[TEXTO DEL EJERCICIO]
++++++++++++++++++++

'Pros y contras del sentimiento de culpa'

Blog - La soportable levedad - Francis Fernández - Domingo, 7 de Marzo de 2021
'Si me engañas una vez, tuya es la culpa. Si me engañas dos, la culpa es mía'. Anaxágoras, filósofo, astrónomo y matemático griego (499 a.C.-428 a.C.)

El juego de la culpa es uno de los más ejercidos en nuestra vida cotidiana, aunque uno de los menos reconocidos. Todos jugamos a ese juego a ver quién es culpable, de lo que nos sucede a nosotros, o de las malevolencias del mundo. Rara vez nadie presume de ser culpable de nada. La culpa en primera persona, sin que haya fuerza mayor que te obligue, es una rareza en peligro de extinción moral. El problema es que si no has extirpado tus sentimientos de empatía o careces de ella, o no has terminado de anestesiar la culpa por no hacer nada, ante el dolor desolador que tan acostumbrado estás a ver en las pantallas que te insensibilizan la vida, la culpa es algo que se retuerce en tu interior, como un gusano que te va royendo las entrañas; todo hombre tiene perfecta conciencia de encerrar en su pensamiento cosas que nunca, o solo a disgusto, comunicaría a otros. Con estas palabras nos sermoneaba Sigmund Freud, avisándonos de esas cosas que decidimos ocultar por culpa o vergüenza, o una combinación de ambas, pero que siguen ahí, aguijoneándonos en nuestro interior.

Eludir responsabilidades, a nivel personal o colectivo, se ha convertido en una pésima costumbre de las sociedades líquidas en las que vivimos; mientras más aislados nos sentimos, mientras más frágiles son los vínculos comunitarios, mientras más nos obligan a movernos de lugares, trabajos, para sobrevivir, menos responsables nos sentimos

El progreso moral de una sociedad es posible medirlo a través del grado de culpa que somos capaces de desarrollar, ante las injusticias que nos rodean. Podría ser que hayamos avanzado en términos generales en concienciarnos, o eso podría parecer, al menos en eso que se ha venido a llamar sociedades desarrolladas. Aunque es bastante dudoso ese diagnóstico, si nos atenemos a la miseria moral y la facilidad con la que culpamos a los demás de las desgracias, quitándonos de en medio a la hora de responsabilizarnos de cualquier culpa que podamos tener; ya sea por mirar a otro lado y permitir que siga sufriendo gente, ya sea por ignorar que se sigan cometiendo injusticias,  ya sea por no querer ver la miseria, cuando hay niños que no tienen apenas para comer, ya sea por no importarnos que la gente que huye del hambre y las guerras sean tratados como criminales por querer salvar su vida. A esa ceguera patológica podemos añadir la indiferencia negacionista ante el desastre climático que se nos viene encima. Por nombrar alguna otra causa, aparte de la miseria o tragedia ajena, que apenas nos incomodan. Si alguien es pobre, es culpa suya, nos decimos para evitar cualquier aguijoneo de culpabilidad por no hacer nada. Si alguien es desgraciado es culpa suya o de la mala  suerte, qué le vamos a hacer. Si alguien sufre, seguro que se lo ha ganado. Si alguna mujer es maltratada en la puerta de al lado, no es asunto nuestro. Eludir responsabilidades, a nivel personal o colectivo, se ha convertido en una pésima costumbre de las sociedades líquidas en las que vivimos; mientras más aislados nos sentimos, mientras más frágiles son los vínculos comunitarios, mientras más nos obligan a movernos de lugares, trabajos, para sobrevivir, menos responsables nos sentimos.

++++++++++++++++++++

Extractos del conjunto de datos:
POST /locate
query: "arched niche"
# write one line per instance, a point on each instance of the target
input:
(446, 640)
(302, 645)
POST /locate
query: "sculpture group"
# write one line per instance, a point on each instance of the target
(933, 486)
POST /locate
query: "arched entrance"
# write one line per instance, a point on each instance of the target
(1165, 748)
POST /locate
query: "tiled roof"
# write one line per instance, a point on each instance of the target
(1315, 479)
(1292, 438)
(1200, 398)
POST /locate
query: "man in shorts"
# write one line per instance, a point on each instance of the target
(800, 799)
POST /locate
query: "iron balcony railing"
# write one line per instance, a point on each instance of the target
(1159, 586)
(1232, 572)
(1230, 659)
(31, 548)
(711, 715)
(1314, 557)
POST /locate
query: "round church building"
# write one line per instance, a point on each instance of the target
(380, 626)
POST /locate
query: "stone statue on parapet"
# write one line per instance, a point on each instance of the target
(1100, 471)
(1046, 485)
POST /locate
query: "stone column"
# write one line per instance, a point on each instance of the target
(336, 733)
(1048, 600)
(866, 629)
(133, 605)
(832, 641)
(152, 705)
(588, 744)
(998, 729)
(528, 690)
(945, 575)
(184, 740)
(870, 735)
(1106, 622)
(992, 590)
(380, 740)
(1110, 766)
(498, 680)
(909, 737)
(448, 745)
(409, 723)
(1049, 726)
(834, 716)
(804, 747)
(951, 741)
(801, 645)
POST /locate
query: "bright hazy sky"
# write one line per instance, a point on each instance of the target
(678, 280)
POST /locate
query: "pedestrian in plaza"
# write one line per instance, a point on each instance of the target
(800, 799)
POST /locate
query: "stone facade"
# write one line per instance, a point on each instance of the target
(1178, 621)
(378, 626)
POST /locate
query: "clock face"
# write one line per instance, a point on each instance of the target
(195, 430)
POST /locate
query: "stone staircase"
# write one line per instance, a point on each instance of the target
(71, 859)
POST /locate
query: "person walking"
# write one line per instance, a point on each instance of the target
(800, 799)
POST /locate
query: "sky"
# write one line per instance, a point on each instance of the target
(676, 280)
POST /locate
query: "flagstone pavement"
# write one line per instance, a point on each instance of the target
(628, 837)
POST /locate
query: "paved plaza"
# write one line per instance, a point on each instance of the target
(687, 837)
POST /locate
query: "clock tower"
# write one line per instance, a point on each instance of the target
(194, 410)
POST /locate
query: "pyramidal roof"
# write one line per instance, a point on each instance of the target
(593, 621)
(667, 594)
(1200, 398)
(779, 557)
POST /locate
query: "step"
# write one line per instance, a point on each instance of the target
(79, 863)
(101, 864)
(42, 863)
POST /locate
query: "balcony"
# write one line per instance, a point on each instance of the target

++++++++++++++++++++

Prosiga el texto sobre el sentimiento de culpa a partir de su última oración. No es preciso consultar el material.

Otra dolencia propia de nuestros tiempos, es sentirnos frustrados por no encontrar a nadie a quien culpar, de aquellos errores propios que nos han causado mal. Nos vemos incapaces de aceptar la responsabilidad por la culpa por nuestras acciones, o carencia de ellas, que nos hayan llevado a alguno de los callejones sin salida que atoran nuestra vida. De esa frustración nace la rabia, y ya sabemos que  la rabia es una emoción ciega, que no discrimina una vez que la dejamos salir, destruyendo no solo todo aquello honesto que haya en nuestros corazones, sino en los ajenos, a los que se lo hacemos pagar. Una pasión destructora que no deja títere con cabeza, y que otros se encargan de azuzar convenientemente para manejar discursos de odio que nos convierten en marionetas en sus manos.

Si nuestra nobleza no se escondiera tan a menudo, y dejáramos que el sentimiento de culpa, ante la desgracia e injusticias ajenas. nos embargara, la nobleza emergería. Y de ahí, a aspirar a un mundo algo más habitable, solo hay un paso. Por desgracia todo eso no parece estar sucediendo

Un dramaturgo y poeta alemán del XIX, Friedrich Hebbel, reflexionaba sobre ese conflicto entre culpa, remordimiento y nobleza, que se disputa en el alma humana, cuando ésta aún mantiene algo de dignidad y decencia; la vergüenza delimita en el hombre los conflictos internos de las culpas. Donde empieza a  avergonzarse, comienza exactamente su noble yo. Si nuestra nobleza no se escondiera tan a menudo, y dejáramos que el sentimiento de culpa, ante la desgracia e injusticias ajenas. nos embargara, la nobleza emergería. Y de ahí, a aspirar a un mundo algo más habitable, solo hay un paso. Por desgracia todo eso no parece estar sucediendo.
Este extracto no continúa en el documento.